Copy down all of the data underneath, exactly as shown.

##############################

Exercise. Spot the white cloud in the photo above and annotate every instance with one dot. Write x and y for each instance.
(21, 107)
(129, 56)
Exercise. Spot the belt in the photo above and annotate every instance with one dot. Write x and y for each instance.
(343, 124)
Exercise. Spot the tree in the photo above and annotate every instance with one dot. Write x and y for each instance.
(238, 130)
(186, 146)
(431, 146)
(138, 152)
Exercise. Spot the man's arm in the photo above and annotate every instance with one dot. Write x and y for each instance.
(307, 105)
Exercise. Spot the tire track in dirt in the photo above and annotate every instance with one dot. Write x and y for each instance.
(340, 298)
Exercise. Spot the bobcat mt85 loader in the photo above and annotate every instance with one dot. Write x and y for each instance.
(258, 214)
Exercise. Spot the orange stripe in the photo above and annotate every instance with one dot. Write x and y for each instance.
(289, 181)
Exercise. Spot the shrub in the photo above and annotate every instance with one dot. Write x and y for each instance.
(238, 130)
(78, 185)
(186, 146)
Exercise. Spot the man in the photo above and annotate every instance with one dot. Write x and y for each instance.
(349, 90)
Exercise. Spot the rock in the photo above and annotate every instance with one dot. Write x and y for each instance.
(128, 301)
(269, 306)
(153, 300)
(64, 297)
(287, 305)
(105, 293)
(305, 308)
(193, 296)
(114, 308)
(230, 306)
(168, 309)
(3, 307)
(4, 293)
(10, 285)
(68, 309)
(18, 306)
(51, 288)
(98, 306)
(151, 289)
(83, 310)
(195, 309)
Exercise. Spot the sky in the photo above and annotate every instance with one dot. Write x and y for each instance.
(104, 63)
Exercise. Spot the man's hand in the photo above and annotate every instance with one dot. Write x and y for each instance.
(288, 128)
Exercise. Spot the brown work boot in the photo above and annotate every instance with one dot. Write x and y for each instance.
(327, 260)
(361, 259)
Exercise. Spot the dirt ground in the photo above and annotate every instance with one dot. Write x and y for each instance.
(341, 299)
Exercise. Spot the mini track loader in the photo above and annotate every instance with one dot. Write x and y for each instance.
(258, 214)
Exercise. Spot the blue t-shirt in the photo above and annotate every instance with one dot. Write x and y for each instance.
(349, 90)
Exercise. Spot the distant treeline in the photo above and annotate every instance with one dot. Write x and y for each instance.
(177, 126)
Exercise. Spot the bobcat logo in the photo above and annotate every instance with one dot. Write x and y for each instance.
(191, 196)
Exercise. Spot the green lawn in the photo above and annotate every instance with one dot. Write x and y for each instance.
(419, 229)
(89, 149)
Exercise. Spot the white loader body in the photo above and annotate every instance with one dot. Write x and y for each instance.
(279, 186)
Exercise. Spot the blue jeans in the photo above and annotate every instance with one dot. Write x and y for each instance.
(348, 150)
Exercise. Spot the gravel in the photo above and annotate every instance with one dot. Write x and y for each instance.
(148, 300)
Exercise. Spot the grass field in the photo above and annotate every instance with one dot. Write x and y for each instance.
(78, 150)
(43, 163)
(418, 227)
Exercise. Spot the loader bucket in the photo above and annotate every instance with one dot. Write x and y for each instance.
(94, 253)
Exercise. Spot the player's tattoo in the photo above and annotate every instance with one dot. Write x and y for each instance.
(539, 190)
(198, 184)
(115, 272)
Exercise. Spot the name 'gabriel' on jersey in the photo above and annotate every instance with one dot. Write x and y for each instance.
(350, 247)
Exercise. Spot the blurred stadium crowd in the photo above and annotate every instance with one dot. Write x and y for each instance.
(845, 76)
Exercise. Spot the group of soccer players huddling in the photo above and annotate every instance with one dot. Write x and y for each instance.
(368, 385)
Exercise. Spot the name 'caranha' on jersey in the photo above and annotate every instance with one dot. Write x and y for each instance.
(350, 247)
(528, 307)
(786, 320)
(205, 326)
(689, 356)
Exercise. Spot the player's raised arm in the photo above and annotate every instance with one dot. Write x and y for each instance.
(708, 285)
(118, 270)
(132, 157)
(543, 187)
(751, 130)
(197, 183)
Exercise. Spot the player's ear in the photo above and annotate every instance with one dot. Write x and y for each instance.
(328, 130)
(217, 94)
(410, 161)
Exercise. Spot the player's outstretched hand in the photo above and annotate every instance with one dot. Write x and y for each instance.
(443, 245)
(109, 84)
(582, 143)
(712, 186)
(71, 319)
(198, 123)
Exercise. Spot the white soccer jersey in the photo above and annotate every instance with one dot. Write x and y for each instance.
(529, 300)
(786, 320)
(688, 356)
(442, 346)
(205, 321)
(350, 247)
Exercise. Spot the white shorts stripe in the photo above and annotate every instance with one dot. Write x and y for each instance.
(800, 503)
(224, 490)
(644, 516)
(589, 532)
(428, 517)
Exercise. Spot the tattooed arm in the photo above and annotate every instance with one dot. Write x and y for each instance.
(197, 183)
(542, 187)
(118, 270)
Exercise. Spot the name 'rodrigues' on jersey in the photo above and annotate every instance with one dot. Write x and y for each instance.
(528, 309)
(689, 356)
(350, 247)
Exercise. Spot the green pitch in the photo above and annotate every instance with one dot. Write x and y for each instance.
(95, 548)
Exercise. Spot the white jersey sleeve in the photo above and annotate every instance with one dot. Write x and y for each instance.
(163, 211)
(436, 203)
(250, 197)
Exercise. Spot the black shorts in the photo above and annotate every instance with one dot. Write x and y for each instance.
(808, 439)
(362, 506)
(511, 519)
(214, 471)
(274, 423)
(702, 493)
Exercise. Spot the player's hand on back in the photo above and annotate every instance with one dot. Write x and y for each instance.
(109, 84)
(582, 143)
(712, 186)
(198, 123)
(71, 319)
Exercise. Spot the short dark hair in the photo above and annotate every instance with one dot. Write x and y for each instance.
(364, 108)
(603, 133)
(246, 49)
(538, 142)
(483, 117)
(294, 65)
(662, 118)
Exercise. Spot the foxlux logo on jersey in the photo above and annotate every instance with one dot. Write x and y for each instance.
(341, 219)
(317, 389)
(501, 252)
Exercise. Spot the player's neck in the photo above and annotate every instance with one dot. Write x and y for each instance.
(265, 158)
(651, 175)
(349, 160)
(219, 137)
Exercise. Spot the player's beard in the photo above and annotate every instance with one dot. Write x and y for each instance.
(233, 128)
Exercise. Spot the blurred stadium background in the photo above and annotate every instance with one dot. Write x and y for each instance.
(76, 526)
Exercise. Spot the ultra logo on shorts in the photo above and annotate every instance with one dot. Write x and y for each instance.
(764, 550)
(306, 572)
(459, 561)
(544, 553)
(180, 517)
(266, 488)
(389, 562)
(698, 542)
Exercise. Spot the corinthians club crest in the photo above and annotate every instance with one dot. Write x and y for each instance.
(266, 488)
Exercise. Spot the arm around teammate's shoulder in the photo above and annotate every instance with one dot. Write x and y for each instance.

##############################

- _Complete response_:
Exercise. Spot the white cloud in the photo above and annotate every instance with one dot. Write x and y for each instance.
(21, 107)
(129, 56)
Exercise. Spot the belt in the photo above and annotate every instance with one dot. Write x and y for each instance.
(343, 124)
Exercise. Spot the tree in the photo above and annotate every instance with one dot. Write x and y for each instance.
(238, 130)
(186, 146)
(431, 146)
(138, 152)
Exercise. Spot the man's arm in the photo above and annotate every instance with one dot. Write x and y for each instance.
(307, 105)
Exercise. Spot the tire track in dirt in the photo above and annotate every instance with one dot. Write x and y for each instance.
(340, 298)
Exercise. Spot the bobcat mt85 loader in the photo above and annotate every instance with one dot. Write x and y for each instance.
(258, 214)
Exercise. Spot the orange stripe in the photo above and annotate every instance with one dot. Write x and y for each instance.
(289, 181)
Exercise. Spot the shrub in the photo above and annotate every instance with one dot. Write x and y for each instance.
(238, 130)
(78, 185)
(186, 146)
Exercise. Spot the man in the photo above and annotate every instance with one dot. Write x and y for each instance.
(349, 90)
Exercise. Spot the rock in the photo above and annotate every instance with one dot. Write x and y for each instance.
(128, 301)
(269, 306)
(153, 300)
(64, 297)
(287, 305)
(105, 293)
(305, 308)
(193, 296)
(114, 308)
(230, 306)
(168, 309)
(3, 307)
(4, 293)
(10, 285)
(68, 309)
(18, 306)
(51, 288)
(98, 306)
(151, 289)
(83, 310)
(195, 309)
Exercise. Spot the sky in the photo above and annotate every instance with one dot. Write x and y for each instance.
(104, 63)
Exercise. Spot the man's hand in the photo above and annotate every instance with one dot. Write x and y for each instance.
(288, 128)
Exercise. Spot the brown work boot in the photo above and annotate every instance with one dot. Write x and y for each instance.
(327, 260)
(361, 259)
Exercise. Spot the dirt ground in the photo above and annotate every instance with one dot. Write x and y for each instance.
(341, 299)
Exercise. Spot the mini track loader in the photo above and annotate every instance with one dot. Write x and y for each instance.
(258, 214)
Exercise. Spot the blue t-shirt in the photo above and annotate every instance with one dot. Write x and y for each instance.
(349, 90)
Exercise. Spot the distant treeline in the photo above and annotate every instance with one dot. Write x and y for each instance.
(177, 126)
Exercise. Spot the bobcat logo in the photo above and annotate every instance with one dot. Write x and y for each instance.
(191, 196)
Exercise. Spot the green lawn in the photo above and annotate every instance with one dot. Write x and y for each instance.
(419, 229)
(89, 149)
Exercise. Spot the white loader body in the photo above and annotate every instance with one dot. Write x and y for each instance.
(279, 186)
Exercise. Spot the blue jeans in the photo above and annotate every instance with one dot. Write x and y for each instance.
(348, 150)
Exercise. Spot the gravel in the photo above and annotate every instance with one dot. Write x and y for each instance.
(148, 300)
Exercise. Spot the grass field in the photo above and annotate every instance with one dot. Write x and y for each instance.
(78, 150)
(43, 163)
(418, 227)
Exercise. Spot the loader bucket in the photo above and annotate every instance with one dot. Write x and y for each instance.
(94, 253)
Exercise. Spot the player's tattoo in the photo above and annotate every instance with one dot. Write x and y for each instance.
(539, 190)
(198, 184)
(115, 272)
Exercise. Spot the name 'gabriel' on jersey in the photo above and annotate every instance with one dot. Write x and y for each instance.
(350, 247)
Exercise. Spot the blurred stadium crowd in the photo above and annotate every instance with one dot. Write x and y for each instance.
(845, 76)
Exercise. Spot the group of soccer players huddling in the photo above and annotate every instance with one dot. Write x and y for each instance.
(368, 385)
Exercise. Spot the name 'caranha' on jersey in the photo above and annotate every instance with one dot. Write x and y for each instance.
(350, 247)
(528, 307)
(786, 320)
(205, 326)
(689, 356)
Exercise. Spot the player's raised arm in the photo above and annotate every instance with one dot. Write x and y for each instance.
(708, 285)
(118, 270)
(132, 157)
(543, 187)
(751, 130)
(197, 183)
Exercise. Spot the player's ear in the photo above and annotate every instance with one dot. Write x and y for each instance.
(328, 130)
(217, 94)
(410, 161)
Exercise. Spot the player's outstretched hand in the photo above and annotate every instance with one dot. Write x and y for each instance.
(443, 245)
(109, 84)
(582, 143)
(712, 186)
(71, 319)
(198, 123)
Exercise. Spot the white soccer jersey in the photo above and annotate every instance with one dot. Write x and y for each instance.
(529, 300)
(786, 320)
(688, 356)
(442, 346)
(205, 321)
(350, 247)
Exercise. Spot the white shorts stripe in the photo above and annotate every instance with one dot. Write x and y for each instance.
(800, 503)
(224, 490)
(644, 516)
(589, 532)
(428, 517)
Exercise. Spot the tattooed arm in the photo above and annotate every instance with one dot. Write x and y for each instance.
(197, 183)
(542, 187)
(118, 270)
Exercise. Spot the name 'rodrigues' on jersey in the photo above and annotate every instance with one dot. Write x and y for each instance.
(528, 309)
(689, 356)
(350, 247)
Exercise. Spot the green pitch in the photo above and annotate every instance with one dot. Write x and y for each instance.
(95, 548)
Exercise. Spot the white jersey sleeve in the photo above and annotate every instance with one dot. Write x and y for each instance.
(163, 211)
(436, 203)
(250, 197)
Exercise. Spot the black shorts in the photo above and annotate every instance with one dot. Write x and y for each instance.
(808, 439)
(362, 506)
(511, 519)
(214, 471)
(274, 423)
(702, 493)
Exercise. Spot the player's hand on back in the photo above and annotate every instance with one dot. Write x and y for each instance.
(109, 84)
(582, 143)
(712, 186)
(198, 123)
(71, 319)
Exercise. Spot the short dark hair in the photo above and annotate every instance with one dot. Write x and y for each instance.
(364, 108)
(603, 133)
(246, 49)
(538, 142)
(483, 117)
(294, 65)
(662, 118)
Exercise. Spot the foxlux logo on jersey in the photo above and annotate every instance with one dot. Write x and y for each instance.
(341, 219)
(317, 389)
(501, 252)
Exercise. Spot the player's neck in the photo above and annotate every instance with one dot. Write x and y for each instance.
(265, 158)
(651, 175)
(349, 160)
(219, 137)
Exercise. Spot the player's beard in the photo above and annotate every instance with one dot. Write x and y for each instance.
(233, 128)
Exercise. Spot the blurred stadium background in the photo above and annotate every instance with one dot. Write x and y for each instance.
(76, 526)
Exercise. Spot the ultra logo on shorts in the photo above and annotate every instance with one dot. Write x and y for each instance.
(764, 550)
(306, 572)
(459, 561)
(544, 553)
(180, 517)
(266, 488)
(389, 562)
(698, 542)
Exercise. Spot the corinthians club crest in the photo above and annotate every instance with one dot. Write x and y for each instance.
(266, 488)
Exercise. Spot the arm around teammate's shoulder in the photo above and annotate every instance with one dot. Write x and y for each instance.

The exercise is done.